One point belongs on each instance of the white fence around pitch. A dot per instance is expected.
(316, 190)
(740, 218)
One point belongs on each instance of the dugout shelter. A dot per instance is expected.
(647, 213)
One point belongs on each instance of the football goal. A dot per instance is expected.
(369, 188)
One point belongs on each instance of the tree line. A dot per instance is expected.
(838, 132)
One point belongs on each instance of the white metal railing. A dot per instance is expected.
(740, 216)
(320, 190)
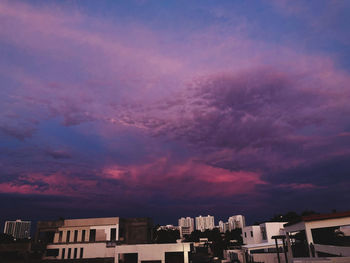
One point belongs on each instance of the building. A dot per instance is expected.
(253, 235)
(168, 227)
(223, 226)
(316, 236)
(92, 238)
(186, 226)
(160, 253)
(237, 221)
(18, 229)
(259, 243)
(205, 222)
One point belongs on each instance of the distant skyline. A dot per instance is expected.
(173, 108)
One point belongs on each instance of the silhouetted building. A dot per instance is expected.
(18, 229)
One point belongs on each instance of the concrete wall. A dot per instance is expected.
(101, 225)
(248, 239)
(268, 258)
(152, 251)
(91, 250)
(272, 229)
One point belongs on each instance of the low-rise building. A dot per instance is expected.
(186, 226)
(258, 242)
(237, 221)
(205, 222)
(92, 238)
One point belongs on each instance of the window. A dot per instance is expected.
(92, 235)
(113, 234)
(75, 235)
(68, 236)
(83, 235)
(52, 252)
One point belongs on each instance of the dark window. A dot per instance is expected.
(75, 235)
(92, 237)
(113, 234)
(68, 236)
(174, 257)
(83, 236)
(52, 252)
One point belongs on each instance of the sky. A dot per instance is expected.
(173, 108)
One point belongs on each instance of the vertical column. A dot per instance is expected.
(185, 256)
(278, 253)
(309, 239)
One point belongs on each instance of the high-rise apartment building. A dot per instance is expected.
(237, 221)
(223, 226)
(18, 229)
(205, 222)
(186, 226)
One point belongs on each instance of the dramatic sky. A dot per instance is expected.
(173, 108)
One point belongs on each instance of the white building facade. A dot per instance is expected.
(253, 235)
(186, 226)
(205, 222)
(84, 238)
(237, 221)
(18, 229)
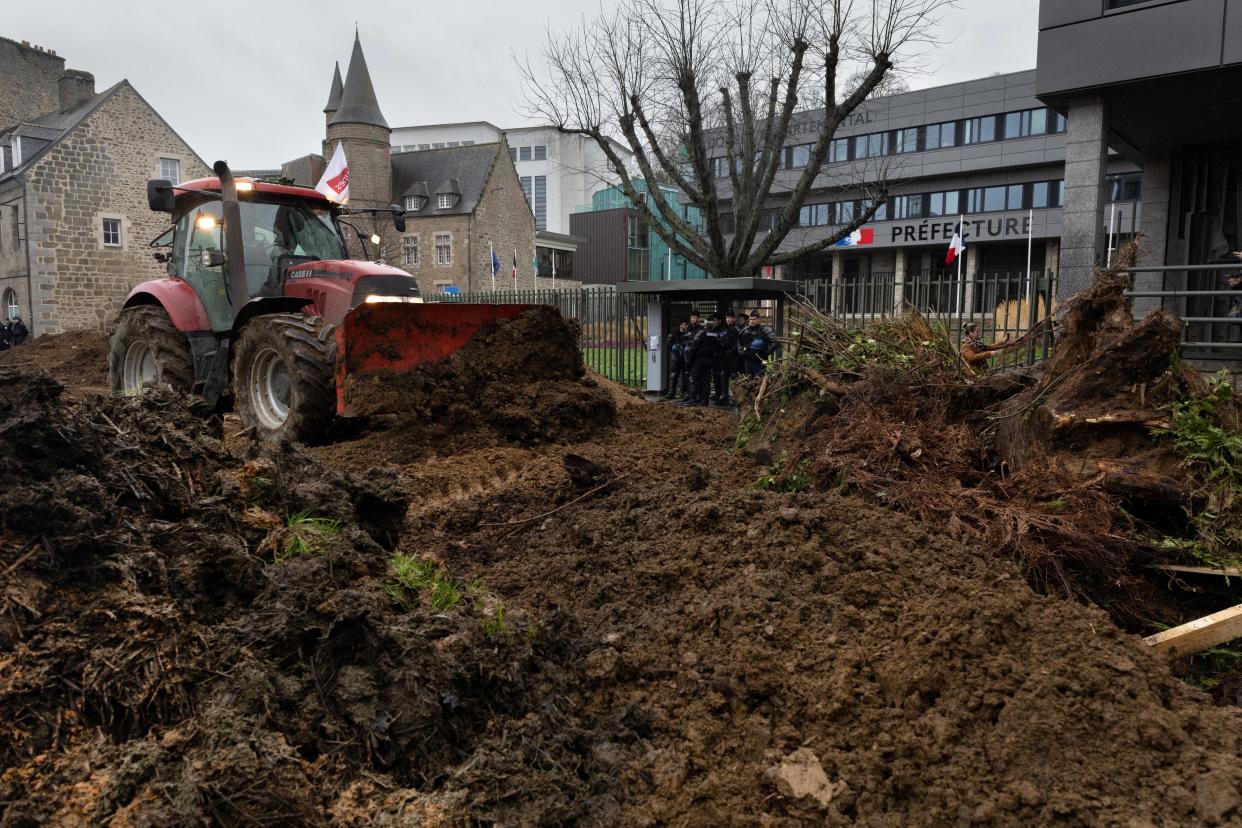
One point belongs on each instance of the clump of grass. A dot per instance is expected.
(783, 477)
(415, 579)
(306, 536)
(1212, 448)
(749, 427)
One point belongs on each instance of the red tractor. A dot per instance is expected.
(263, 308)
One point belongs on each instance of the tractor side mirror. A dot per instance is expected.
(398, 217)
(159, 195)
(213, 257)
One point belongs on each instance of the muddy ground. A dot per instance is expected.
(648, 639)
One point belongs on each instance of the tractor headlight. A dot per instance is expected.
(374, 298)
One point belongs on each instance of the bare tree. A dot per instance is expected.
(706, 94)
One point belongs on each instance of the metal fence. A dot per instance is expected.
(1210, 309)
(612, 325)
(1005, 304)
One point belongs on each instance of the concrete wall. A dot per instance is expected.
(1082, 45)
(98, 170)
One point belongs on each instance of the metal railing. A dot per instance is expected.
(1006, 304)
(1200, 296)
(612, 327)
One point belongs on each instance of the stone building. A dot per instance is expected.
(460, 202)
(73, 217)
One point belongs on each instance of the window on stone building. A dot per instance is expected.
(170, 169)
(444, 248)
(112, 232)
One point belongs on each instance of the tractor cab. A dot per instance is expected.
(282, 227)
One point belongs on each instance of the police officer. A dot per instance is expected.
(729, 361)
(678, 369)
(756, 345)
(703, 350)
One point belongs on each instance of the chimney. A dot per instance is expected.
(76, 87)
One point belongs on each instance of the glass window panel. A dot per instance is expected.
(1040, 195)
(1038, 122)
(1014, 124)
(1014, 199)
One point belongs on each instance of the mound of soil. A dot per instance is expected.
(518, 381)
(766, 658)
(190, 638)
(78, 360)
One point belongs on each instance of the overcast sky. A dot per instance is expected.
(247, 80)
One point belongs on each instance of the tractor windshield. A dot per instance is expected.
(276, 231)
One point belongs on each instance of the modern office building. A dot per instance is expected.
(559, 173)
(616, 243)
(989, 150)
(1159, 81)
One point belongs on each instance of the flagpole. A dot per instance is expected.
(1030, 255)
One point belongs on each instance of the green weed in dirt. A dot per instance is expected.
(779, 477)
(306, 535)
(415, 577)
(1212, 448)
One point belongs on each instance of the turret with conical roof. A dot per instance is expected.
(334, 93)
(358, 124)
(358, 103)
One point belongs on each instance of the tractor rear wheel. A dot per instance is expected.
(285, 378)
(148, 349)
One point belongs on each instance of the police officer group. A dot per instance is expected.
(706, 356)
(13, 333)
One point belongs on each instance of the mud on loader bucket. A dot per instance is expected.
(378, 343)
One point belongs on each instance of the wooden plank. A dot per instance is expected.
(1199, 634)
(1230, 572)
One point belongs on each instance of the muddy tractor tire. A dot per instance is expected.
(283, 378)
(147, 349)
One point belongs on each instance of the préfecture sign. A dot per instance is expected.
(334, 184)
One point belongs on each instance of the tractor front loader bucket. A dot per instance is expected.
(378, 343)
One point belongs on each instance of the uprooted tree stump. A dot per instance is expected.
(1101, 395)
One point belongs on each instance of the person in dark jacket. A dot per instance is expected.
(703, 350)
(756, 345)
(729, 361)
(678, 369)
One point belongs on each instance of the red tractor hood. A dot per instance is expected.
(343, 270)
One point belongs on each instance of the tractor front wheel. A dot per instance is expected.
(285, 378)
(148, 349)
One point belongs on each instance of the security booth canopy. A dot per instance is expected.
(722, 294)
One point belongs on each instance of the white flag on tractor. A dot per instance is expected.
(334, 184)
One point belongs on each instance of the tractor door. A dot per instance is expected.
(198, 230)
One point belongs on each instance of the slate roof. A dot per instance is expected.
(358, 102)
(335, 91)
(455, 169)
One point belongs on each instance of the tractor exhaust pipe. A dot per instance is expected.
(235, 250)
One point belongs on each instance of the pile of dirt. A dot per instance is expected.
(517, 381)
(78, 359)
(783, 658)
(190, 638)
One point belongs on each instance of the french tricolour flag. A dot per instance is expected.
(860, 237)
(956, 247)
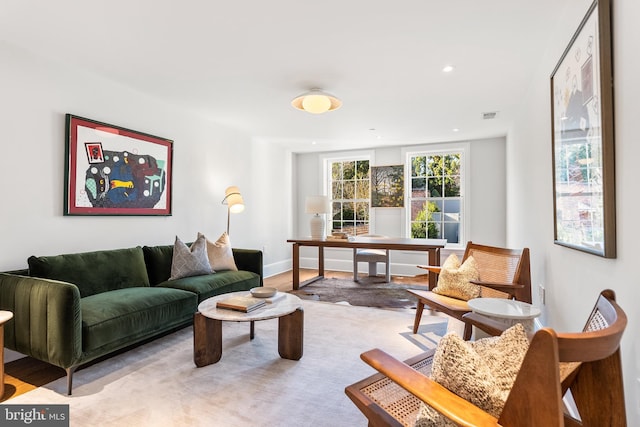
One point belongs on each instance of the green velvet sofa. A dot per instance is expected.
□ □ □
**Task instructions:** Please give every line of the records as a JSON list of strings, one string per line, with blank lines dropped and the pictures left out.

**Task result:**
[
  "One point belongs on each instance of the white fence around pitch. A dot per instance is expected.",
  "(316, 190)",
  "(740, 218)",
  "One point belongs on each instance of the dugout shelter. A dot per instance is expected.",
  "(647, 213)",
  "One point belongs on each instance of the football goal. A dot per instance is expected.",
  "(369, 188)",
  "One point belongs on each instance of the tree line. A dot per instance is expected.",
  "(838, 132)",
  "One point belongs on each instance of the white metal railing. A dot per instance is expected.",
  "(740, 216)",
  "(320, 190)",
  "One point belongs on each instance of the building. A dot per instance is expected.",
  "(253, 235)",
  "(168, 227)",
  "(223, 226)",
  "(316, 236)",
  "(92, 238)",
  "(186, 226)",
  "(160, 253)",
  "(237, 221)",
  "(18, 229)",
  "(259, 243)",
  "(205, 222)",
  "One point belongs on each instance of the distant skyline. A dot per instance is expected.",
  "(173, 108)",
  "One point belongs on each instance of the silhouetted building. A dot per instance is expected.",
  "(18, 229)",
  "One point belongs on each instance of the concrete wall. A dot per instance is expected.",
  "(101, 225)",
  "(248, 239)",
  "(268, 258)",
  "(152, 251)",
  "(91, 250)",
  "(272, 229)",
  "One point belongs on each instance of the low-rise building. A dot per instance is expected.",
  "(186, 226)",
  "(258, 242)",
  "(237, 221)",
  "(205, 222)",
  "(92, 238)",
  "One point belongs on each instance of the window. A dot per instance is expected.",
  "(92, 235)",
  "(113, 234)",
  "(75, 235)",
  "(68, 236)",
  "(83, 235)",
  "(52, 252)",
  "One point belongs on each instance of the dark window. A dot per instance is expected.",
  "(75, 235)",
  "(92, 237)",
  "(113, 234)",
  "(68, 236)",
  "(174, 257)",
  "(83, 236)",
  "(52, 252)",
  "One point belongs on each instance of the sky. A dot per instance is expected.",
  "(173, 108)",
  "One point belongs on each instance of the vertical column. A dot per instance is expected.",
  "(185, 256)",
  "(278, 253)",
  "(309, 239)",
  "One point belongs on each instance of the high-rise apartment building. A dot per instance is expected.",
  "(237, 221)",
  "(223, 226)",
  "(18, 229)",
  "(205, 222)",
  "(186, 226)",
  "One point belongs on each instance of the dramatic sky. A dot per instance is expected.",
  "(173, 108)",
  "One point belongs on each instance of the white building facade. A dot per instance is expected.",
  "(253, 235)",
  "(186, 226)",
  "(205, 222)",
  "(84, 238)",
  "(237, 221)",
  "(18, 229)",
  "One point belongs on each instance of the clump of grass. A dot per instance is expected.",
  "(783, 477)",
  "(415, 579)",
  "(306, 536)",
  "(1212, 448)",
  "(749, 427)",
  "One point belongs on each instance of the red tractor. A dot per instance is expected.",
  "(263, 308)",
  "One point belongs on each instance of the tractor side mirror. A dot per instance is expected.",
  "(398, 217)",
  "(159, 195)",
  "(213, 257)",
  "One point belongs on each instance of the muddy ground. A dot per instance is expected.",
  "(648, 639)",
  "One point belongs on each instance of the tractor headlight. A dot per instance is expected.",
  "(374, 298)",
  "One point belongs on each instance of the bare tree. A dot per instance is expected.",
  "(706, 94)",
  "One point belongs on each instance of the metal fence. A dot per instance is expected.",
  "(1210, 309)",
  "(612, 325)",
  "(1005, 304)",
  "One point belongs on each instance of the concrete wall. A dot per instance is expected.",
  "(1082, 45)",
  "(98, 170)",
  "One point belongs on each instance of the metal railing. A dot per instance is expected.",
  "(1006, 304)",
  "(1200, 296)",
  "(612, 327)",
  "One point belongs on each instance of the stone building. A dot per instance is expected.",
  "(460, 202)",
  "(73, 217)",
  "One point belongs on each instance of the window on stone building. A dot per instance is expected.",
  "(170, 169)",
  "(444, 248)",
  "(112, 232)",
  "One point belongs on each instance of the tractor cab. A dot per instance is expected.",
  "(282, 227)",
  "One point belongs on each instance of the police officer. A dot per instance is expected.",
  "(729, 361)",
  "(678, 369)",
  "(756, 345)",
  "(703, 350)",
  "One point belongs on each instance of the chimney. A dot per instance is expected.",
  "(76, 87)",
  "One point belongs on each instance of the glass window panel. A dot per instance is expected.",
  "(1040, 195)",
  "(1038, 122)",
  "(1014, 124)",
  "(1014, 199)",
  "One point belongs on each instance of the mound of soil. A dot per instance is expected.",
  "(518, 381)",
  "(766, 658)",
  "(190, 638)",
  "(78, 360)",
  "One point belongs on each instance of the overcast sky. A dot per instance is expected.",
  "(247, 80)",
  "One point belongs on each instance of the tractor windshield. A dot per instance is expected.",
  "(276, 231)",
  "One point belongs on each instance of the modern office building. A dot per instance is expected.",
  "(559, 173)",
  "(616, 243)",
  "(989, 150)",
  "(1159, 81)",
  "One point belongs on each instance of the flagpole. A dot per instance is expected.",
  "(1030, 255)",
  "One point belongs on each instance of the green weed in dirt. A dot per instance is expected.",
  "(779, 477)",
  "(306, 535)",
  "(415, 577)",
  "(1212, 448)",
  "One point belongs on each instance of the turret with conical roof. A dot per instance is expected.",
  "(334, 93)",
  "(358, 124)",
  "(358, 103)",
  "One point belongs on each instance of the tractor rear wheel. A dot per instance is expected.",
  "(285, 378)",
  "(148, 349)",
  "One point belongs on each instance of the police officer group. A dot per instance is expected.",
  "(706, 356)",
  "(13, 333)",
  "One point belongs on each instance of the mud on loader bucket. A dot per instance is expected.",
  "(378, 343)",
  "One point belongs on each instance of the wooden plank. A dot per instance is expected.",
  "(1199, 634)",
  "(1230, 572)",
  "One point belongs on each instance of the muddy tractor tire. A dot per instance is expected.",
  "(283, 378)",
  "(147, 349)",
  "One point belongs on each instance of the préfecture sign. A dot per instance is expected.",
  "(334, 184)",
  "One point belongs on each instance of the tractor front loader bucket. A dot per instance is expected.",
  "(378, 343)",
  "One point belongs on each instance of the uprooted tree stump. A dot per instance is expected.",
  "(1101, 395)",
  "One point belongs on each instance of the person in dark jacket. A dot per instance is expected.",
  "(703, 350)",
  "(756, 345)",
  "(729, 361)",
  "(678, 369)",
  "One point belongs on each instance of the red tractor hood. A dot per instance is expected.",
  "(343, 270)",
  "One point belongs on each instance of the tractor front wheel. A dot per instance is expected.",
  "(285, 378)",
  "(148, 349)",
  "One point belongs on each instance of the security booth canopy. A dot per instance is expected.",
  "(722, 294)",
  "One point belongs on each instance of the white flag on tractor. A dot per instance is expected.",
  "(334, 184)",
  "One point belongs on each instance of the tractor door. A dot per instance is expected.",
  "(198, 230)",
  "One point belongs on each instance of the slate roof. A dot per instance is expected.",
  "(358, 102)",
  "(335, 91)",
  "(455, 169)",
  "One point belongs on each instance of the tractor exhaust pipe. A dot per instance is expected.",
  "(235, 250)",
  "One point belongs on each instance of the pile of dirt. A dot per instance is expected.",
  "(517, 381)",
  "(78, 359)",
  "(783, 658)",
  "(190, 638)",
  "One point belongs on each instance of the french tricolour flag. A dot per instance is expected.",
  "(860, 237)",
  "(956, 247)",
  "One point belongs on each instance of the green velvet sofa. A dot per instance is expected."
]